SELECTED PASSAGE:
Thursday, 23 July 2015

Efficiency with Algorithms

Recently had look at excellent talk on Efficiency with Algorithms, Performance with Data Structures , this talk has really some good content on performance.

In this blog i will share some of ideas from above talk and few things that i have learned.

Pre processing 
This is very common trick, this is trade off between processing required when actual requests comes vs time taken to pre compute some thing, some of the good examples are.

IndexOf
This is very common string operation, almost all application needs this algorithm, java have brute force algorithm to solve this but this can become bottle neck very soon , so it is better to use Knuth–Morris–Pratt_algorithm algorithm, which pre computes table to get better performance.

Search
Sequential search vs binary search is trade off between search time or pre processing (i.e sorting) time, it starts to give return if number of compare required goes over 0(log n)

Binary search is heart of so many algorithm, this reduces expensive search operation.

Many String permutation search problems are solve using this.

Hashmap in java has nice optimization when many keys with same hashcode are added, to ameliorate impact, when keys are Comparable, this class may use comparison order among keys to help break ties

Indexes
Lookup is expensive operation and binary search can't answer all types of query,so you should build specialized index for fast search, some of the options are key/value, prefix/suffix , bitmap index, inverted index etc

Pre Allocate
This is classic one, so if you know how big your data structure will be then it is better to pre allocate it rather than keep it expanding multiple times and incur cost of allocation & copy.

Array based data structure doubles capacity every time re-allocation is required and this is done to amortized allocation cost, so they do big and less frequent allocation, in java world ArrayList, HashMap etc are good example of that.

Many design pattern like Object Pooling/Fly Weight etc are based on this.

Reduce Expensive/Duplicate operation
Each algorithm has some expensive operation and to make it efficient those expensive operation should be reduced, some of the common example are

HashCode
Hash code computation is expensive operation, so this should be not be computed multiple times for given key. One way is compute it once and pass it to other functions , so recomputation is not required or pre-compute it for eg String class in java pre compute hash code to save some time.

Modulus /Divide 
This is one of the expensive arithmetic operation, bit map operation can be used to do same thing but at lower cost.
If data structure is circular for eg Circular array and want to put value in free slot then Modulus operation is required and if capacity of array is power of 2 then bit wise operation ( i.e index & ( capacity-1) ) can be used to get Modulus value and this will give significant performance gain at the cost of extra memory.  This technique is used by HashMap in java

Similarly right shift ( >>) operation can be used for divide to get better performance, but now a days compiler are smart, so you get this one for free, no need to write it.

Reduce copy overhead
Array based data structure amortized re-sizing cost by increasing capacity by 2 times , this is good but overhead of copy also comes along with it, another approach is chain of arrays, so this way you only allocate one big chunk but don't have to do copy of old value, just add this new block of memory to chain of allocated blocks.
gs-collection has CompositeFastList which is build using this approach.

Batching
Expensive operation like write to file/network/database etc should be batched to get best performance.

Co-locate data
Keeping all required data together gives very good performance based on how processor works, but this is one thing that is broken in many application.

STORED DATA:
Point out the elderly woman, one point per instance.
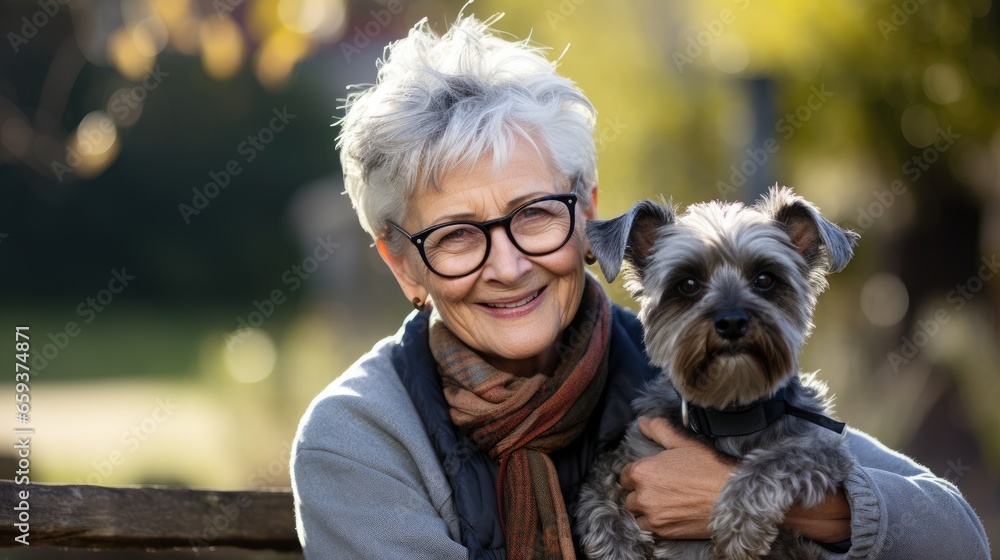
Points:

WHAT TO DO: In the post on algorithm efficiency, which Java class precomputes its hash code to save time? The material has nothing to do with the post on algorithm efficiency.

WRITTEN SOLUTION: The String class.